● Document segment

-*-*-

>> Thinking about this more, it also seems that NO_FAULT doesn't quite
>> > capture what a prefetch is. If you're doing a load that shouldn't
>> > fault
>> > but still (assuming it worked) return data, that's different from a
>> > prefetch that doesn't return anything. In one case you'd potentially
>> > block execution, and the other you wouldn't.
>>
>
> I don't know of anything that works quite like this... the only thing I can
> think of that's roughly similar is an IA64 "advanced load" (I think that's
> what it was called), but in that case it's treated like a load but if it
> faults that taints the destination register and then you fault if you read
> that reg (or something like that).  So in that case the memory system
> shouldn't treat it like a prefetch anyway, and the CPU semantics are
> something we don't (and may never) support.

I think SPARC has an ASI that behaves like that as well.

-*-*-

● Brief 1
Which IA64 feature does the email thread call roughly similar?
The email thread and the entries come from separate sources.

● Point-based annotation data
-*-*-

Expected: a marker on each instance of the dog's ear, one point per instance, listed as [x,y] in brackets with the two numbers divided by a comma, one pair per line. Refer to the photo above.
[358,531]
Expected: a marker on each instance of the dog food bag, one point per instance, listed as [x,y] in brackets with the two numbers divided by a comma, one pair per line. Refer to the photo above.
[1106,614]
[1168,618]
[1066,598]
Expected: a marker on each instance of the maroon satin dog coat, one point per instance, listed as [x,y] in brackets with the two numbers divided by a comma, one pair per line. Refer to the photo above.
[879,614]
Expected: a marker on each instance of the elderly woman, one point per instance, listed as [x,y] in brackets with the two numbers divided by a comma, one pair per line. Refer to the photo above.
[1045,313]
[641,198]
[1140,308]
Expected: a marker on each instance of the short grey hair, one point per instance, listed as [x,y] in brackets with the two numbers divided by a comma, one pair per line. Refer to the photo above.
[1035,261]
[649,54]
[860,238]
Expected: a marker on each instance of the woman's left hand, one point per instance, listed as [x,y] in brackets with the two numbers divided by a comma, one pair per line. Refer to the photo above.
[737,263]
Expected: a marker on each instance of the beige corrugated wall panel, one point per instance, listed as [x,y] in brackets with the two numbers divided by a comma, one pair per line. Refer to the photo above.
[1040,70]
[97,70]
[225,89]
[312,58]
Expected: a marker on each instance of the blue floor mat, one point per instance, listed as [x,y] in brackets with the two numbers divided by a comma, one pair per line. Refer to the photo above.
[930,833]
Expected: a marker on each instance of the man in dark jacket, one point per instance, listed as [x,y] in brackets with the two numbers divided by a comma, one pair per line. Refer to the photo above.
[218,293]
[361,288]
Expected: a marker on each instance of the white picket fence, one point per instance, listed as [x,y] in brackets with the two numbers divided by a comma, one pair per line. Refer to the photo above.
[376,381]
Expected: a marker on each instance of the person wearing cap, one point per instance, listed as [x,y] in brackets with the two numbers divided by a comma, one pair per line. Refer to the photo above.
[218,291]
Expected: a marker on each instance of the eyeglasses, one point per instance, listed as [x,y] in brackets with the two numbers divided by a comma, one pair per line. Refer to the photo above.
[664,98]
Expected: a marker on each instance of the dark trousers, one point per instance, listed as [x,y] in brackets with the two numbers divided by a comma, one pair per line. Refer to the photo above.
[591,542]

-*-*-

● Brief 2
Please echo everything in the entries from the line that contains "Expected: a marker on each instance of the dark" down to the last line of the entries, including both of those lines.

● Correct output 1
An IA64 "advanced load."

● Correct output 2
Expected: a marker on each instance of the dark trousers, one point per instance, listed as [x,y] in brackets with the two numbers divided by a comma, one pair per line. Refer to the photo above.
[591,542]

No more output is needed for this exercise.